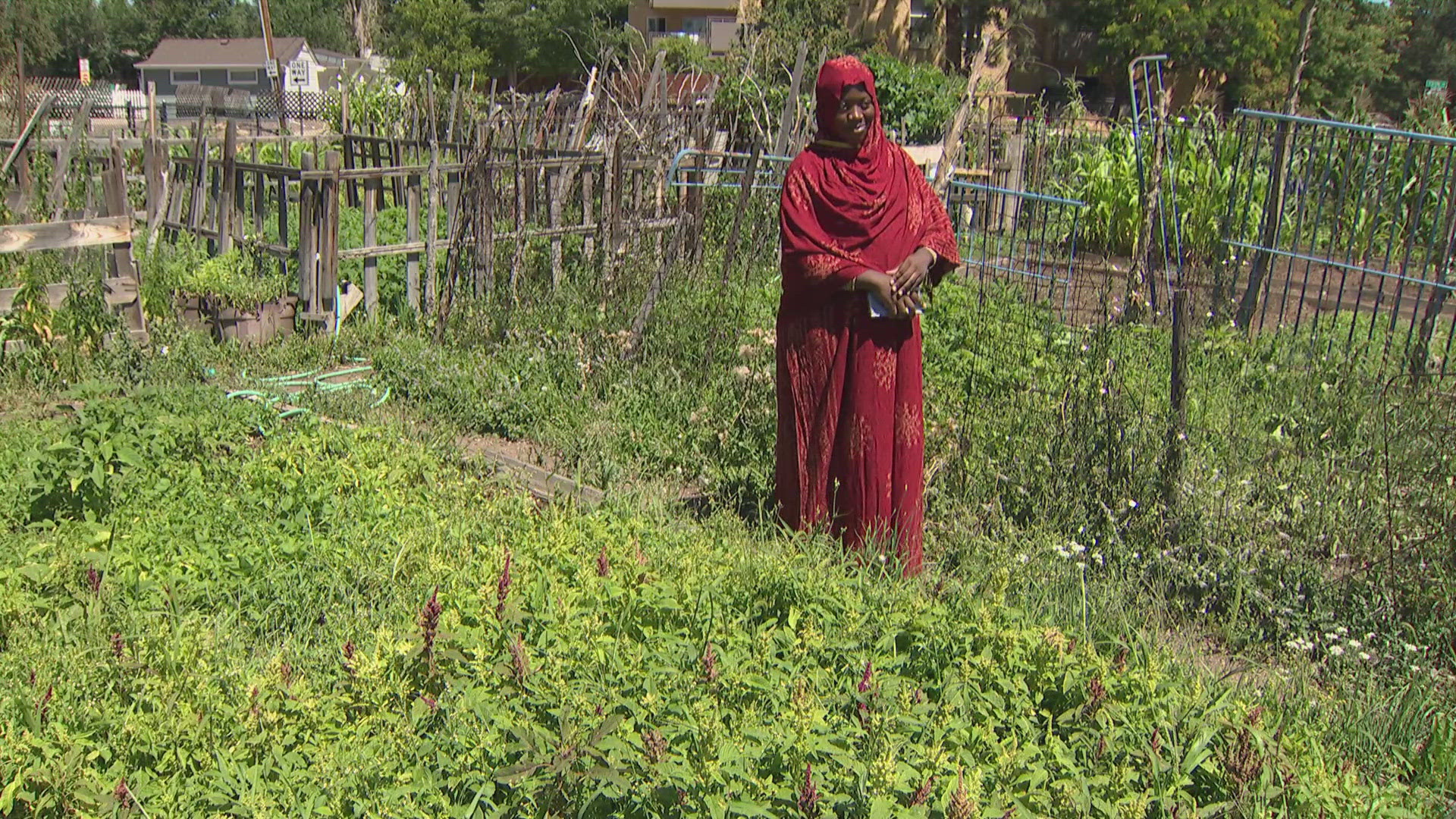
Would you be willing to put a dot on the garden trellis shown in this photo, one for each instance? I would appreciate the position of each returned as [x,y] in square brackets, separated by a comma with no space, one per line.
[1359,240]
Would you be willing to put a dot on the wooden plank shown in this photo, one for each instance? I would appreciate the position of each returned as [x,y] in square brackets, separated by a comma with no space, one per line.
[397,158]
[431,226]
[114,188]
[136,337]
[61,235]
[588,212]
[791,102]
[117,292]
[554,188]
[350,297]
[350,164]
[485,231]
[199,203]
[25,134]
[259,188]
[331,202]
[413,235]
[745,193]
[152,111]
[152,172]
[308,235]
[520,228]
[372,190]
[452,207]
[228,199]
[63,161]
[455,105]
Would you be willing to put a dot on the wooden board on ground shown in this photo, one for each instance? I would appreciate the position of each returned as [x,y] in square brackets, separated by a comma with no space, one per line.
[120,290]
[545,484]
[60,235]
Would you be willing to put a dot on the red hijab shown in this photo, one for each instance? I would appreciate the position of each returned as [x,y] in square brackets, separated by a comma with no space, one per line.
[846,210]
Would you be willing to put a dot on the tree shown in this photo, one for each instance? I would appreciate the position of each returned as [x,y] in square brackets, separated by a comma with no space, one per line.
[504,38]
[435,34]
[322,22]
[1427,50]
[22,22]
[1353,49]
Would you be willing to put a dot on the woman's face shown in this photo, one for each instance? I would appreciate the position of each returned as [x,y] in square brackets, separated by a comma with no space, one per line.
[855,114]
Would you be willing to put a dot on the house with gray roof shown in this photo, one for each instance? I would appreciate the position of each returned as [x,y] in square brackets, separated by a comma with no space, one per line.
[237,63]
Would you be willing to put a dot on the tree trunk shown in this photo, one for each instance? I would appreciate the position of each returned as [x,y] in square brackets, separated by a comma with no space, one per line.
[1274,203]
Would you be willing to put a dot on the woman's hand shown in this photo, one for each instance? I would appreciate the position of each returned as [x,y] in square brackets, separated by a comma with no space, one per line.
[913,271]
[884,286]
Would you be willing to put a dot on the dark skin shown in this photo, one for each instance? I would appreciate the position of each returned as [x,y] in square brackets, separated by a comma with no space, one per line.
[897,289]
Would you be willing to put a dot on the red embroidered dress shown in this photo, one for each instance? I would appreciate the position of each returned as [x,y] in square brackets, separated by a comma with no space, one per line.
[851,442]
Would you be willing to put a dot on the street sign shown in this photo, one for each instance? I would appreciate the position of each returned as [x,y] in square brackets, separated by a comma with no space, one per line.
[299,74]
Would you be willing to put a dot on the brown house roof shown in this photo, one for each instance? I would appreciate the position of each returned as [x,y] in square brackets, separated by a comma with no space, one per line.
[226,53]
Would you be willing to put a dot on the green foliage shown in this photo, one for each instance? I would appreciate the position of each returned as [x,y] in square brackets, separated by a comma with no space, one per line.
[373,104]
[916,101]
[289,627]
[76,475]
[683,55]
[506,38]
[237,279]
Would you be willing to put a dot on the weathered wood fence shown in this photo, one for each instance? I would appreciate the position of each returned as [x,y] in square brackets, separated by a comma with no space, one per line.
[121,284]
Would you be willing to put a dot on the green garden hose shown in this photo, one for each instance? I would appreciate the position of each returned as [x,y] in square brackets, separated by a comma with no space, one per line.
[316,381]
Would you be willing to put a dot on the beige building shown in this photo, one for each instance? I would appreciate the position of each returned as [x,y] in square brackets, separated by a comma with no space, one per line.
[1033,55]
[711,22]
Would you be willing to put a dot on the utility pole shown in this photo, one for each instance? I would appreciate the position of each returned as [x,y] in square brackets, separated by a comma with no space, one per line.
[273,60]
[19,69]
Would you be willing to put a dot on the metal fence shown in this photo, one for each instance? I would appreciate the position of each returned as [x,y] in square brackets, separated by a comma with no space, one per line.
[1354,237]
- - - - -
● THE PROBLEM:
Copy out the material above in full and exactly, but with no pictures.

● RESULT OF THIS TASK:
Would you be willing to put a dot on the garden trellis shown in this photo, one for each instance? I would appreciate the position of each returned as [x,y] in square brackets, separated by a comma with no space, one per line.
[1359,240]
Would you be willing to put a dot on the wooden plank shown in this photo, one for each instance? I would appreciate the position of each returned as [x,y] in square brackets, separated by a comma with no space, one per line.
[397,158]
[431,226]
[114,188]
[136,337]
[61,235]
[588,212]
[791,102]
[117,292]
[554,188]
[350,297]
[350,164]
[485,231]
[199,203]
[25,134]
[259,188]
[331,202]
[413,235]
[745,193]
[152,111]
[152,172]
[308,235]
[520,228]
[372,190]
[452,207]
[228,199]
[63,161]
[455,105]
Would you be willing to put a dot on the wooden board on ground shown in this photo, one for each instance? I would appreciate the position of each returned as [x,y] in square brackets, separated by a comma with no space, one per line.
[120,290]
[545,484]
[60,235]
Would you be willing to put a dot on the red hijab shown in this photo, one for each instance? I would appreciate the position of each returned as [x,y] in square brackets, separated by a comma with no space, one per line.
[846,210]
Would you be willing to put a dot on the tree shown in this photo, one for each instance? I would appreciate the position of each returned as [x,y] in square brackets, separated by a comma with no space, one per line.
[504,38]
[435,34]
[322,22]
[1427,50]
[22,22]
[1353,49]
Would you be willing to put a dot on the woman's face shown in this photo, one for each instance? I would appreciate the position of each returned as [x,y] in square brackets, separated by a comma with no space, one per line.
[855,114]
Would you be willing to put a dot on the house with gray roof shown in this photo, one for each instance? I would appreciate the position of each returned as [x,y] in square brackets, separated by a comma with no space, one per line.
[237,63]
Would you be willing to put a dot on the tree trunk shown in this photo, one for each instance? I would appreciate the position of each returned as [x,y] in square brackets, separated by a comma with no space, one per line.
[1274,203]
Would you be willing to put a dot on the woman's hand shown in this photo, one for each instance? I would appreciate the position of each returned as [x,y] in square brackets, separated by a comma with no space, one per line.
[913,271]
[884,286]
Would you be willing to put a dot on the dark skin shown in this photo, one for each instance? I would appreciate the position of each returned as [x,y] in square brackets, separated by a comma with no space, one per line.
[897,289]
Would you be willing to put a dot on the red embroidered dress shown in this photo, one for each instance? I would appreciate the position of each returned as [x,y] in square brackets, separated by a comma with no space, one per line.
[851,442]
Would you be willing to put a dot on the street sign shown in this photo, one for each instance? I would appreciate the position of each returned as [x,y] in square brackets, separated by a comma with no space, one per line.
[299,74]
Would you be willing to put a dot on the brown house roof shown in this photo, one for each instance? I would appreciate the position of each returned as [x,y] in square brackets, separated by a comma with no space, one per line.
[226,53]
Would you be willing to put a dot on the green foliage shown in this photo, one for each instance? I would appreciate the position of each returned as [x,y] in square brackets, separated by a comma with no space, one per line.
[373,104]
[916,101]
[289,627]
[76,475]
[683,55]
[506,38]
[237,279]
Would you be willing to put a dot on the weathered wood fence shown in this photo, one for each instance? I would appreciate the position of each returned as [x,y] in square brackets, separated by a comma with no space, one per line.
[121,284]
Would you be willing to put a dot on the green garden hose shown in this photo, one for each instance? I would appreciate the position of each returned as [x,y] in square brackets, separated by a comma with no space, one per line.
[316,381]
Would you be willing to put a dot on the beige building shown in this photo, one for each instance? I would appreciate the position of each returned as [x,y] in square brackets, separated by a comma with no space, one per line.
[1033,55]
[711,22]
Would you be willing to put a dot on the utility pole shown in this photo, one for each instance? I would appreciate the position of each returned as [x,y] in square brackets, separated by a comma with no space, one per line.
[273,60]
[19,69]
Would you be willing to put a dot on the metal fence shown in this photo, one for each instance? I would appreciate the position of each returned as [x,y] in square brackets, separated by a comma with no space, one per line.
[1354,237]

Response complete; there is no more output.